* JOB:
Reproduce every one of the records below word for word, leaving out the pictures.

* INFORMATION GIVEN:
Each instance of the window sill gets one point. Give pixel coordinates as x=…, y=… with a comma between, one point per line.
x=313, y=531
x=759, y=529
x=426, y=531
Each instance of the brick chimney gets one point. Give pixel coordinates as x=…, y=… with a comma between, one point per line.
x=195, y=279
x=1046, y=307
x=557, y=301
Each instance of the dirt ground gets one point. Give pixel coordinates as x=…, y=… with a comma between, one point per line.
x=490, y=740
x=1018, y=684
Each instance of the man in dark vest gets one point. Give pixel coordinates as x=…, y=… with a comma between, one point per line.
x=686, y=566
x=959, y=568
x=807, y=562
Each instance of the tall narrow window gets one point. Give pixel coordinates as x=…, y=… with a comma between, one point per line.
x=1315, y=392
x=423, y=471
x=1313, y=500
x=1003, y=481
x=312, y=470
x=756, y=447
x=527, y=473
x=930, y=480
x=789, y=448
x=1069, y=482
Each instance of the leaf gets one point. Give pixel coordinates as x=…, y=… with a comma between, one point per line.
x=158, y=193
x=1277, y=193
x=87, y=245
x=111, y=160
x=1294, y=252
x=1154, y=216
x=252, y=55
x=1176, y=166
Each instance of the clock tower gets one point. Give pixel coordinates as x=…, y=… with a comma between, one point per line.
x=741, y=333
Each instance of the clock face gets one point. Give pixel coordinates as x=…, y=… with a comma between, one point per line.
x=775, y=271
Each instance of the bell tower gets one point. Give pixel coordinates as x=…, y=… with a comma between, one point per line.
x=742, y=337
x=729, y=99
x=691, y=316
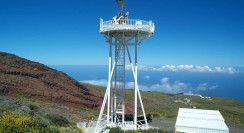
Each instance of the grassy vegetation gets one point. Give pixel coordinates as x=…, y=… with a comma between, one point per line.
x=152, y=130
x=12, y=121
x=163, y=105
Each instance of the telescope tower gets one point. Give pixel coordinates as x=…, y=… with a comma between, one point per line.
x=122, y=33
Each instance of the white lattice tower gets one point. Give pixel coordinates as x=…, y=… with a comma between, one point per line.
x=122, y=33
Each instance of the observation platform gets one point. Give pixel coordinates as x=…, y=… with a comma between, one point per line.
x=130, y=27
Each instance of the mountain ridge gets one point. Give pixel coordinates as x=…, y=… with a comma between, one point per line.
x=37, y=81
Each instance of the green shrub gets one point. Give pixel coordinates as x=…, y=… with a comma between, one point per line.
x=33, y=107
x=5, y=109
x=57, y=119
x=116, y=130
x=43, y=126
x=16, y=123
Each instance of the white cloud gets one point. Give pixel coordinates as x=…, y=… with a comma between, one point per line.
x=189, y=68
x=102, y=82
x=147, y=77
x=164, y=80
x=164, y=86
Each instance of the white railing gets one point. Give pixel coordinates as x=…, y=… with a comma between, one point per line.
x=129, y=24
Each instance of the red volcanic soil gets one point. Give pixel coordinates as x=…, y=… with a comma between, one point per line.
x=19, y=76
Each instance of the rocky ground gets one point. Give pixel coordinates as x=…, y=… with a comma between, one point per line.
x=168, y=124
x=21, y=104
x=19, y=76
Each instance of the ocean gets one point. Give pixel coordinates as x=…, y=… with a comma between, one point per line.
x=221, y=84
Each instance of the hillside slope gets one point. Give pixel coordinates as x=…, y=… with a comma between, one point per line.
x=165, y=105
x=19, y=76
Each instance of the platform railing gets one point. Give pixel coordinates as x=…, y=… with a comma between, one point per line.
x=126, y=24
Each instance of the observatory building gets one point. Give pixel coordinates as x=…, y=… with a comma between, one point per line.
x=122, y=33
x=200, y=121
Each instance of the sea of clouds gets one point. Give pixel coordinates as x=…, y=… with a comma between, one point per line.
x=186, y=68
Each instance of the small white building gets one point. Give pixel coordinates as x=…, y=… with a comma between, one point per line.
x=200, y=121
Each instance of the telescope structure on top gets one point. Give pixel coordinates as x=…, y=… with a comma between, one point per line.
x=122, y=33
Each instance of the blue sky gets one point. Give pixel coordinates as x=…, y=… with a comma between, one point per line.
x=66, y=32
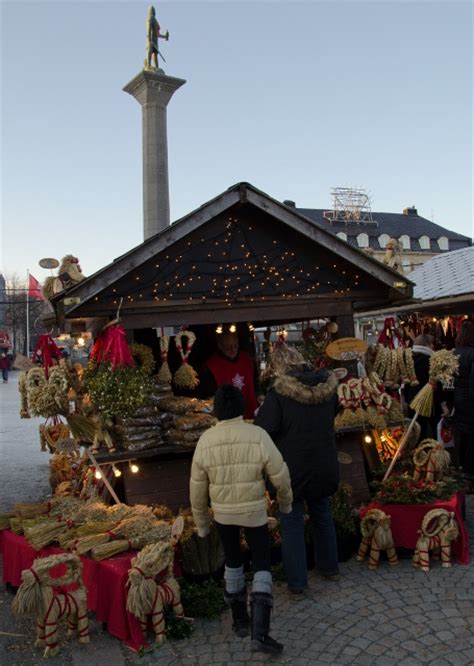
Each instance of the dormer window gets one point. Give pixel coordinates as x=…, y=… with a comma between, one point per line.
x=424, y=242
x=383, y=240
x=405, y=241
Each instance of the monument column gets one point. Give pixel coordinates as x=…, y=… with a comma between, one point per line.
x=153, y=90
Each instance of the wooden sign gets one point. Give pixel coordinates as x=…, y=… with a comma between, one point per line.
x=23, y=363
x=48, y=262
x=346, y=349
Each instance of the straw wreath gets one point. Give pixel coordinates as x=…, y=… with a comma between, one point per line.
x=164, y=374
x=444, y=365
x=186, y=375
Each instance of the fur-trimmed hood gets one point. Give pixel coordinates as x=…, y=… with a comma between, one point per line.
x=308, y=387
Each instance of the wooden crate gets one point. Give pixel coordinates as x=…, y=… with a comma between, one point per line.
x=159, y=481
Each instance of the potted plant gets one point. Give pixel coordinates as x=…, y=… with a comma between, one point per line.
x=345, y=521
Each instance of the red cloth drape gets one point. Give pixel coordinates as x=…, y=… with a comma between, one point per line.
x=407, y=519
x=105, y=582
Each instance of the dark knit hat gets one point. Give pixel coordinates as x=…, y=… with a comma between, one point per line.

* RESPONSE BELOW:
Each instance of the window sill gets one point. Give pixel coordinates as x=…, y=… with a comma between, one point per line.
x=313, y=531
x=759, y=529
x=426, y=531
Each instance of the brick chimney gets one point. Give pixel coordinates as x=…, y=… with a comma between, one point per line.
x=195, y=279
x=1046, y=307
x=557, y=301
Each instance of the dirt ground gets one point. Give pixel coordinates as x=…, y=… with a comma between, one point per line.
x=490, y=740
x=1018, y=684
Each instance of the man in dark vest gets one point. Give pixel coordinates as x=…, y=… with a comma between, one point per line.
x=686, y=566
x=959, y=568
x=807, y=562
Each instance of the tall narrow window gets one point. Give pixel coordinates as x=…, y=… with a comma between, one point per line.
x=1315, y=392
x=423, y=471
x=1313, y=500
x=1003, y=481
x=312, y=470
x=756, y=447
x=527, y=473
x=930, y=480
x=789, y=448
x=1069, y=482
Each instance of the leaf gets one point. Give pixel coordinates as x=…, y=… with a comma between, one point per line.
x=158, y=193
x=1277, y=193
x=87, y=245
x=111, y=160
x=1294, y=252
x=1154, y=216
x=252, y=55
x=1176, y=166
Each instance of the clock tower gets one point. Give pixel coordinates as x=…, y=… with a comma between, one point per line.
x=741, y=333
Each instance of the clock face gets one point. Give pixel coordinates as x=…, y=… with a comma between, one point per line.
x=775, y=271
Each instance of the bell tower gets one point. Give pixel coordinates as x=…, y=… with a comma between, one point per line.
x=742, y=337
x=729, y=99
x=691, y=316
Each instance of the grassy vegetation gets one point. Give pixel coordinates as x=…, y=… with a comma between, one point per line.
x=152, y=130
x=12, y=121
x=163, y=105
Each instance of the telescope tower gets one point. Give pixel coordinates as x=…, y=… with a comma between, one point per line.
x=122, y=33
Each instance of the white lattice tower gets one point. Give pixel coordinates as x=…, y=… with a comma between, one point per line.
x=122, y=33
Each instance of the observation platform gets one point. Give pixel coordinates as x=…, y=… with a comma between, one point per line.
x=130, y=27
Each instance of the mountain ridge gets one point. Give pixel coordinates as x=…, y=… with a comma between, one point per line.
x=37, y=81
Each instance of the green shrub gets one point. Give pixel coordinates as x=…, y=… with a comma between, one point per line.
x=33, y=107
x=5, y=109
x=57, y=119
x=116, y=130
x=43, y=126
x=16, y=123
Each instance of the white cloud gets one point. Give pixel coordinates as x=…, y=… with a comma between, one point per line.
x=189, y=68
x=102, y=82
x=147, y=77
x=164, y=80
x=164, y=86
Each instance of the white railing gets one point. Give pixel coordinates as x=…, y=… with a comma between, one point per line.
x=129, y=24
Each instance of the red volcanic soil gets one point. Give pixel coordinates as x=…, y=… with a comma between, one point per line.
x=19, y=76
Each instance of the rocky ground gets one point. Give pixel coordinates as x=…, y=… with a comma between, one point per line.
x=168, y=124
x=21, y=104
x=19, y=76
Each instance of the ocean gets one point. Give pixel coordinates as x=…, y=… with a comma between, one point per line.
x=221, y=84
Each instance of the hillside slope gets one point. Give pixel coordinates as x=…, y=… with a comma between, one point per line.
x=165, y=105
x=19, y=76
Each instance of the platform railing gets one point. Give pixel coordinates as x=…, y=… with a comma between, one point per line.
x=126, y=24
Each instance of the observatory building gets one point. Give pixel coordinates as x=…, y=… with a comma between, one point per line.
x=122, y=33
x=200, y=121
Each instance of the sea of clouds gets one point. Give pixel coordinates as x=…, y=… with a comma between, one point per line.
x=186, y=68
Each instance of the small white building gets one point. Give pixel coordinates as x=…, y=… with a comma between, one point per line.
x=200, y=121
Each instance of the telescope structure on top gets one point. Give pixel coordinates as x=…, y=… with a comma between, one point per line.
x=122, y=33
Each instance of the blue sky gets one point. Give pixel coordinates as x=…, y=… with a comma between, one point per line.
x=66, y=32
Each instance of the dormer window gets one point. Give pixel coordinates as x=…, y=… with a comma between, one point per line.
x=424, y=242
x=383, y=240
x=405, y=241
Each instance of the monument column gets one point. Give pixel coordinates as x=…, y=… with a comma between, one point per line.
x=153, y=90
Each instance of the wooden sign gets one point. Give pixel coordinates as x=…, y=… with a comma between, one point per line.
x=23, y=363
x=48, y=262
x=346, y=349
Each instance of the straw wreath gets one point. Give pixel coordinates as x=…, y=… with a comma between, one point per line.
x=164, y=374
x=444, y=365
x=186, y=375
Each instance of the fur-trimmed hood gets one point. Give pixel coordinates as x=…, y=… with a comma between, one point per line.
x=308, y=387
Each instance of the wooden crate gets one point. Give pixel coordinates as x=…, y=… with a comma between, one point per line.
x=159, y=481
Each instance of the potted plant gets one point. Give pixel coordinates as x=…, y=… with a comma between, one point per line.
x=345, y=521
Each instance of the red cloth drape gets one point. Give pixel coordinates as x=…, y=… with a comma between, one point per line.
x=407, y=519
x=105, y=582
Each instance of the dark knit hat gets one point. Give pixel coordinates as x=…, y=… with a comma between, one point per line.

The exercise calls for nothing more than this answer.